___ Exercise inputs
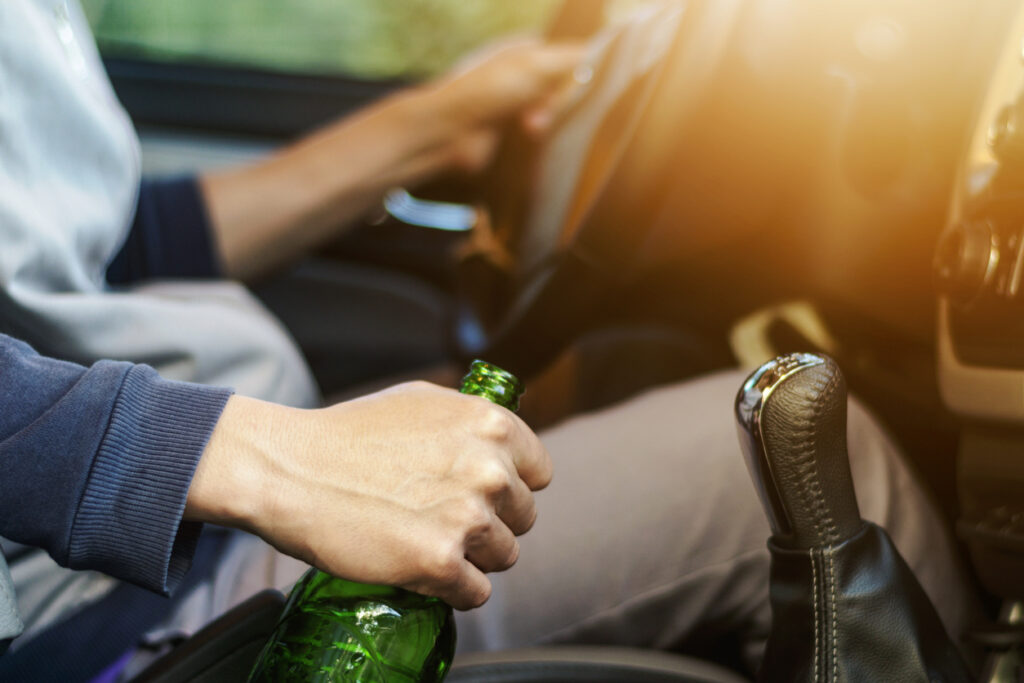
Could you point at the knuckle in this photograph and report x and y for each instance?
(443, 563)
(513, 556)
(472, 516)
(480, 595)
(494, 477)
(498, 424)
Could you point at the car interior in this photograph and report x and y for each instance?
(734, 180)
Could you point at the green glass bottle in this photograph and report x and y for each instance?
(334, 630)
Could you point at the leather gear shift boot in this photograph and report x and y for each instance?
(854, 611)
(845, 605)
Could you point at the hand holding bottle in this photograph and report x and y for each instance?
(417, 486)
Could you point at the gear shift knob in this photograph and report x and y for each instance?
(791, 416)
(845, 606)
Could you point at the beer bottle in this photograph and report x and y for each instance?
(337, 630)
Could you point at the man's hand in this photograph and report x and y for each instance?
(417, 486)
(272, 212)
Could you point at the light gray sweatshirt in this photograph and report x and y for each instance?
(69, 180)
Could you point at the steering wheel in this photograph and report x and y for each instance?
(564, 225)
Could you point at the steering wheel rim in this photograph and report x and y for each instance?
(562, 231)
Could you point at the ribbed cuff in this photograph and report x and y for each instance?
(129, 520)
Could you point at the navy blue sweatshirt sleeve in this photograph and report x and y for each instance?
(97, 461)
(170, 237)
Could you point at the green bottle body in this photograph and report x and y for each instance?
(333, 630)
______
___ Exercise inputs
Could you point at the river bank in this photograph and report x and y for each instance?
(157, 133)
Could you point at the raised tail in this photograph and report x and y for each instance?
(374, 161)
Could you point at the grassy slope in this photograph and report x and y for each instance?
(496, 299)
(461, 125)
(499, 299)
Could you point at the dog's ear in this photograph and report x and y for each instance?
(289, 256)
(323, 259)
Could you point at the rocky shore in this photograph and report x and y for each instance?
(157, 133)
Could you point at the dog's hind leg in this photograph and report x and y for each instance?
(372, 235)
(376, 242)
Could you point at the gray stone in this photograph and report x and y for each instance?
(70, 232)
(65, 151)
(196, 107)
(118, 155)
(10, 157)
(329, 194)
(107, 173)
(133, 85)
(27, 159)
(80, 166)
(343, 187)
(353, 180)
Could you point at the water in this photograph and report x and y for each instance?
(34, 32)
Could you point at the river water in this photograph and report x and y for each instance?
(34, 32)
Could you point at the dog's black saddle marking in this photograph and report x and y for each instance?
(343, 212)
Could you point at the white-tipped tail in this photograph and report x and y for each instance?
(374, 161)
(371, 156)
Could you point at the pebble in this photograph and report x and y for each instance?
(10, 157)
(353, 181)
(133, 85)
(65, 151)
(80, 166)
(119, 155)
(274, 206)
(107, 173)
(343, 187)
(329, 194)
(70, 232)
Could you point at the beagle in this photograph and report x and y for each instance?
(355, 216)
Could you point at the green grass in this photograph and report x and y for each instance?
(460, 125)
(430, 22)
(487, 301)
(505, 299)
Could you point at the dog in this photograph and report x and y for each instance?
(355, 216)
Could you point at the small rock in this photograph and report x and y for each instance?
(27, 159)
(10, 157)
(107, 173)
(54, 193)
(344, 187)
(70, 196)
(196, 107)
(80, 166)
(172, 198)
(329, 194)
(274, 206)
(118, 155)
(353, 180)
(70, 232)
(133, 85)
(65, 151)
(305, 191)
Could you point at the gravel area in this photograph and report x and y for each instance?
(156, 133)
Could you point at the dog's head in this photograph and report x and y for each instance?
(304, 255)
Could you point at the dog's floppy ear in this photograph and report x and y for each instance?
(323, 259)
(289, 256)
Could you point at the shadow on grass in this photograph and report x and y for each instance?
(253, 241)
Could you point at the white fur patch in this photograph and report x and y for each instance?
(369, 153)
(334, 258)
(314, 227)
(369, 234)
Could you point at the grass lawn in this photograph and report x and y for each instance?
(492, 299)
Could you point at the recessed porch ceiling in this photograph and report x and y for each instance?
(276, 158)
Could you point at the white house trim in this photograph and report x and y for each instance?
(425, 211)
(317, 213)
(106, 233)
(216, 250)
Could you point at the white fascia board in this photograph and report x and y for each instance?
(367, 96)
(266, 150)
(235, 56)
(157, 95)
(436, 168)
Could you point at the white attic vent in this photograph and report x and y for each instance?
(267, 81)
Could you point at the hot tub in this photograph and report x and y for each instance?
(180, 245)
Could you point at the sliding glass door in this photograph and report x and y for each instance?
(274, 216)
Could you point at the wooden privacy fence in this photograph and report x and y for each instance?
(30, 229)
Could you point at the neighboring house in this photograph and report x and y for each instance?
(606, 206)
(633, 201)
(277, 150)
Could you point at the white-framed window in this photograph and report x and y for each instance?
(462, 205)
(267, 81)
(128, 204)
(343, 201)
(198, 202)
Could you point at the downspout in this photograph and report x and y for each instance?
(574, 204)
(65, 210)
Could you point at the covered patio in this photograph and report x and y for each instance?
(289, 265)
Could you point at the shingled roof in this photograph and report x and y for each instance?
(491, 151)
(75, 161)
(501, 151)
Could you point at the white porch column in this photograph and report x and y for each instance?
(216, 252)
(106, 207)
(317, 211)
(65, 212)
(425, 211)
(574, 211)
______
The task: Pull out every line of the items above that contains the word "wheel". Case counts.

Solution below:
Could you point at the steering wheel in this photograph and report x and y for each instance?
Could you point at the steering wheel rim in this photograph and report x and y for each instance?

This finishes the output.